**PROBLEM STATEMENT:**
Pull out every line of the material below that contains the word "trunk".

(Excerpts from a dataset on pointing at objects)
* * *

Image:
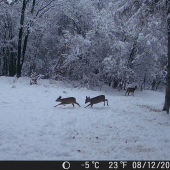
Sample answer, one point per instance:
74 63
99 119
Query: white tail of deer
96 100
64 101
130 90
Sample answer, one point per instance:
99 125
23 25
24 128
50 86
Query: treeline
92 42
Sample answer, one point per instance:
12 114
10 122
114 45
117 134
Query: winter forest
93 42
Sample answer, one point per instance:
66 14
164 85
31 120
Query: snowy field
31 128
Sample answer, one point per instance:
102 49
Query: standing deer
130 90
69 100
96 100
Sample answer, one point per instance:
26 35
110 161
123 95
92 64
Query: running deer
64 101
96 100
130 90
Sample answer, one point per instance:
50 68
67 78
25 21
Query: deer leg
107 102
77 104
88 105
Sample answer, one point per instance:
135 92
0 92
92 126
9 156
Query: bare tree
22 47
167 94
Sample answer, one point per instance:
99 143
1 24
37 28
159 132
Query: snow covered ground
31 128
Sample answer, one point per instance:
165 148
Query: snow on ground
31 128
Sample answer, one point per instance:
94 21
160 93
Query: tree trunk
167 95
19 65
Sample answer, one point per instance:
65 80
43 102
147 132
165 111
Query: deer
96 100
119 87
64 101
130 90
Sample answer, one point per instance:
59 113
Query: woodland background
93 42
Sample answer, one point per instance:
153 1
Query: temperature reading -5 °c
94 163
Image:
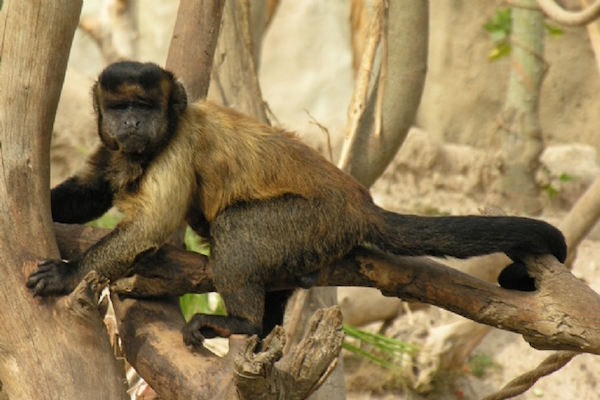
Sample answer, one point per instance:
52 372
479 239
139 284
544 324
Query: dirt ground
437 189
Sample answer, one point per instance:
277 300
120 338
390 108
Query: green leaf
564 177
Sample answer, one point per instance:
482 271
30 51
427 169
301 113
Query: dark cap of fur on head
145 74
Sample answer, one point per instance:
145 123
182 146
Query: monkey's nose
132 122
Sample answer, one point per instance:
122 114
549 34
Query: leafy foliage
392 349
499 26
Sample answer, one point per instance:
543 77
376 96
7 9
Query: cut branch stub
563 314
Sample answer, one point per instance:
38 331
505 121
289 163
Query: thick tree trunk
51 349
520 134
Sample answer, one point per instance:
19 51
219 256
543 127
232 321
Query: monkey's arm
152 215
86 195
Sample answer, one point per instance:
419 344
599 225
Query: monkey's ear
96 98
178 97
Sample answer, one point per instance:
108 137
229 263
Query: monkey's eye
118 106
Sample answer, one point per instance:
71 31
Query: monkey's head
138 106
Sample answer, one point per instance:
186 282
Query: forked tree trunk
50 348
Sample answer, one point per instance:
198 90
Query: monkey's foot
203 326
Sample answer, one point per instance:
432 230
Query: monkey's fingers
48 278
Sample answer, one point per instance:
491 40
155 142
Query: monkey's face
132 125
138 107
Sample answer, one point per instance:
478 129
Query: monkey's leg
244 308
275 303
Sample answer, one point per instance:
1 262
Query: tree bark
520 134
407 38
562 314
51 349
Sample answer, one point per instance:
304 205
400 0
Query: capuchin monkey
271 206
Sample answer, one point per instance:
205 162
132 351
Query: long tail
467 236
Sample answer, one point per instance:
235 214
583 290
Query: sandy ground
511 355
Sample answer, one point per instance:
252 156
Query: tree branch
563 314
569 18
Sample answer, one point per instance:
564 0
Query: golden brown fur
272 206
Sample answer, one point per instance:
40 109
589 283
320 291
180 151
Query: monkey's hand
53 277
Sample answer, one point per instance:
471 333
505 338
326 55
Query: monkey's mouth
132 143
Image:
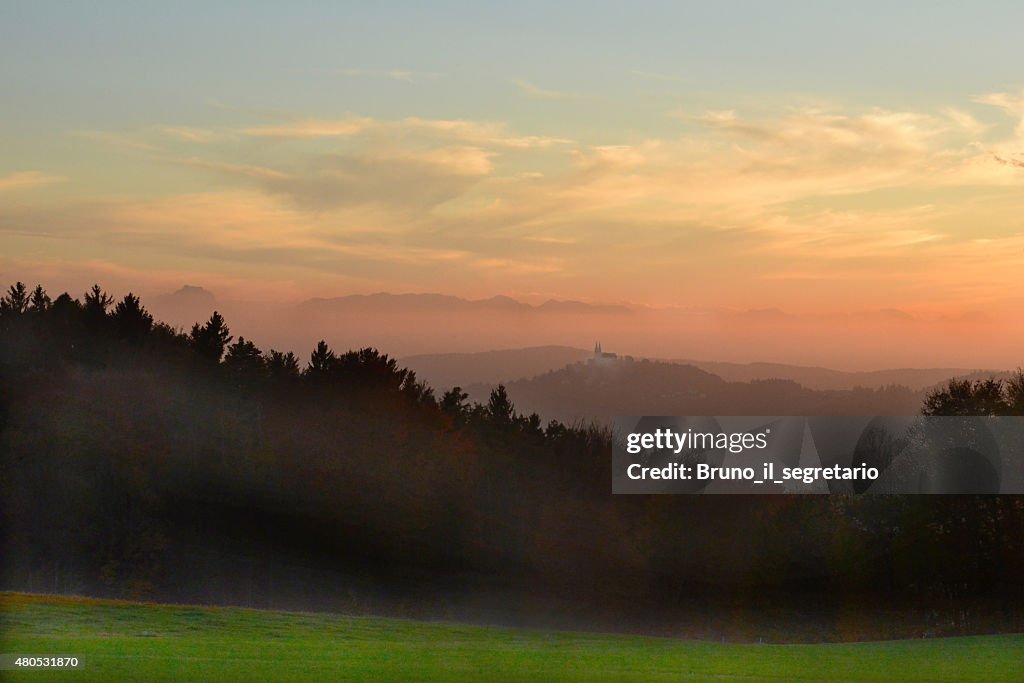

* * *

**COMPLETE ANSWER:**
Query: tree trunk
Query: thick tree trunk
Query: forked tree trunk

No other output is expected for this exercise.